▸ **What is required**: Continue the worked example on expanding (x+1)(x^6-x^5+x^4-x^3+x^2-x+1), picking up after its last line.

▸ **Selected passage**:
[Begin]

## Expanding the Expression (x+1)(x^6-x^5+x^4-x^3+x^2-x+1)

This expression represents the product of a binomial and a polynomial. We can expand it by using the distributive property, which means multiplying each term in the binomial with each term in the polynomial.

Let's break down the process:

**Step 1: Distribute (x + 1) to the polynomial**

(x + 1)(x^6 - x^5 + x^4 - x^3 + x^2 - x + 1) = x(x^6 - x^5 + x^4 - x^3 + x^2 - x + 1) + 1(x^6 - x^5 + x^4 - x^3 + x^2 - x + 1)

[End]

▸ **Collected data**:

[Begin]

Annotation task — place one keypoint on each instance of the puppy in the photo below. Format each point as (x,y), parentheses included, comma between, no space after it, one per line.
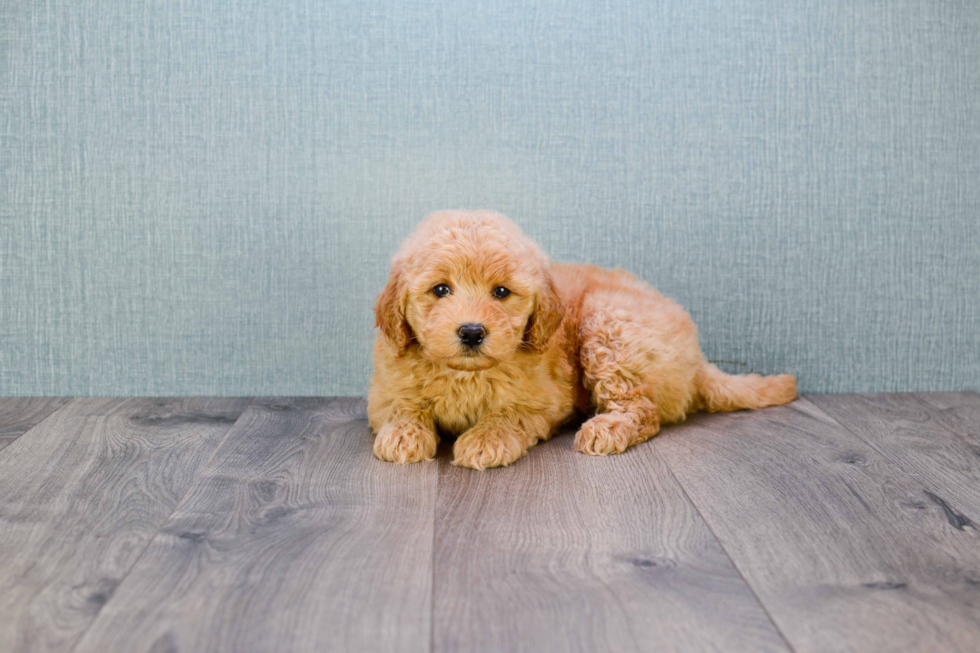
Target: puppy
(482,337)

[End]

▸ **Final result**:
**Step 2: Multiply each term**

- x * x^6 = x^7
- x * -x^5 = -x^6
- x * x^4 = x^5
- x * -x^3 = -x^4
- x * x^2 = x^3
- x * -x = -x^2
- x * 1 = x
- 1 * x^6 = x^6
- 1 * -x^5 = -x^5
- 1 * x^4 = x^4
- 1 * -x^3 = -x^3
- 1 * x^2 = x^2
- 1 * -x = -x
- 1 * 1 = 1

**Step 3: Combine like terms**

x^7 - x^6 + x^5 - x^4 + x^3 - x^2 + x + x^6 - x^5 + x^4 - x^3 + x^2 - x + 1 = **x^7 + 1**

**Therefore, the simplified expression of (x+1)(x^6-x^5+x^4-x^3+x^2-x+1) is x^7 + 1.**

**Note:** This is a special case of the sum of powers formula, where the polynomial is a geometric series. In general, the formula for the sum of a geometric series is:

1 + r + r^2 + ... + r^n = (1 - r^(n+1))/(1 - r)

In this case, r = -x, and n = 6.